■ PASSAGE TO READ ■

Given its strategic, operational, financial and compliance implications, cyber security is now firmly a boardroom agenda. Regulators across the world are demanding better security oversight from directors, who are finding themselves as targets of class-action lawsuits and penalties after major breaches. The following questions can serve as a good starting point for directors wanting to play a more active role in cyber governance and to fulfil their fiduciary duties:

What is our cybersecurity strategy? 

Most organisations do not have a documented cybersecurity strategy. As such, security efforts and investments focus on network protection and spot fixes. A clear strategy, on the other hand,articulates the organisation’s risk appetite along with the identification of the data assets and processes which “must” be secured. These “crown-jewels” for instance, could be clinical-trials data for a pharmaceutical company, a securities-trading algorithm for a brokerage firm, or customer portal for an e-commerce company.

Strategic business decisions should take into account cybersecurity considerations. For instance, should the information and operational systems of an acquired company be integrated with the parent company, or be “compartmentalised” to minimise vulnerabilities? Should employees be allowed to conduct business transactions from their personal mobile devices to increase productivity? How tightly should a company’s systems be integrated with those of its value-chain? Such decisions have a direct implication on an organisation’s cyber strategy.

Is our cybersecurity keeping pace with our digital transformation?

As organisations embark on a digital transformation journey, they are also enhancing their cyberattack surface. For instance, over 500,000 internet-connected pacemakers were recalled in the US after discovering that hackers could take control of their pace or run down their batteries.

In order to manage such digital risks, leading organisations are adopting a DevSecOps approach, which involves the remediation of security vulnerabilities from the design stage of the application development lifecycle itself. 

How proactive are our cyber defences?

A large multinational bank was under attack for over nine months. The bank’s security operations centre was unable to detect the breach. To address the issue, the bank used deception technology – deploying decoy engagement servers to impersonate and mimic the bank’s vulnerable setup. Within minutes, a zero-day malware was spotted hitting the decoys. This enabled the bank to identify the sources, methods and intent of the attackers and secure itself accordingly.

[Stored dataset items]
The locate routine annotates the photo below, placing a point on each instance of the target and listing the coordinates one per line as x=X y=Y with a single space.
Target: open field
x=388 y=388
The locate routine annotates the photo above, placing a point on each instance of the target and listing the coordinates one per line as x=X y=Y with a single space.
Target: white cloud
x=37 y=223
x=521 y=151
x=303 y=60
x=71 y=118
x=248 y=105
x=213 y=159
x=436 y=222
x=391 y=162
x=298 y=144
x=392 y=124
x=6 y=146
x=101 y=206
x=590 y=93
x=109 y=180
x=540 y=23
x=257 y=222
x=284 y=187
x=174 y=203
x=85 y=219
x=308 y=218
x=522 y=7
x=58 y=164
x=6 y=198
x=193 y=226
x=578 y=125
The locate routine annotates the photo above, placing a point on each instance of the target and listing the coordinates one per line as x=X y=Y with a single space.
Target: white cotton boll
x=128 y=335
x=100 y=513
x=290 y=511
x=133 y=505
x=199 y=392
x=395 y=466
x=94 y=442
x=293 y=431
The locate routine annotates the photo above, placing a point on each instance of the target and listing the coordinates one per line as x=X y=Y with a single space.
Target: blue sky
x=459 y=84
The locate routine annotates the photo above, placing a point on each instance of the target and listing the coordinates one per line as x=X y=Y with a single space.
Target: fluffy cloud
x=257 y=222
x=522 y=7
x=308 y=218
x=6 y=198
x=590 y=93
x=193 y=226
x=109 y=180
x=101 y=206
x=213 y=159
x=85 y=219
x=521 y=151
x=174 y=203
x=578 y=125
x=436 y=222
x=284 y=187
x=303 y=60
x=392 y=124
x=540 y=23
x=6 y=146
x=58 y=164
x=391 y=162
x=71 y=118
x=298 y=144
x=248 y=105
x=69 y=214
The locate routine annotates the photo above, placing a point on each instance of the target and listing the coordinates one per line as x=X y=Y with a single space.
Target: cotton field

■ ASSIGNMENT 1 ■
Copy out the portion of the cybersecurity passage that starts with "Strategic business decisions" and goes on through "our digital transformation?".
■ ASSIGNMENT 2 ■
Carry on the cybersecurity passage from the point where it stops.

■ RESPONSE 1 ■
Strategic business decisions should take into account cybersecurity considerations. For instance, should the information and operational systems of an acquired company be integrated with the parent company, or be “compartmentalised” to minimise vulnerabilities? Should employees be allowed to conduct business transactions from their personal mobile devices to increase productivity? How tightly should a company’s systems be integrated with those of its value-chain? Such decisions have a direct implication on an organisation’s cyber strategy.

Is our cybersecurity keeping pace with our digital transformation?

■ RESPONSE 2 ■
Organizations need to be proactive in such threat-hunting. Coupled with timely and actionable intelligence, this can help organizations strengthen their cyber defense, especially when the attack vectors are not known by their existing security solutions.

How robust is our incidence response plan?

A practical cybersecurity strategy acknowledges that some attacks will breach the company’s defence. While most organisations have a crisis-response plan, few demonstrate implementation-readiness. EY, for instance, conducted a cyber-attack simulation exercise with 79 leading CEOs. The executives were asked how they would react when informed that their customer data had been compromised. The responses ranged from contacting the chief operating officer to the legal counsel to the corporate communications officer. When asked how they would respond to situations involving ransom demands, most executives did not have a concrete plan. Leading companies regularly conduct cyber war games to test the effectiveness of their crisis-response plans and are clear about how they will respond to different types of incidents.

Does our organization have the right resources, processes and culture to drive cyber resilience?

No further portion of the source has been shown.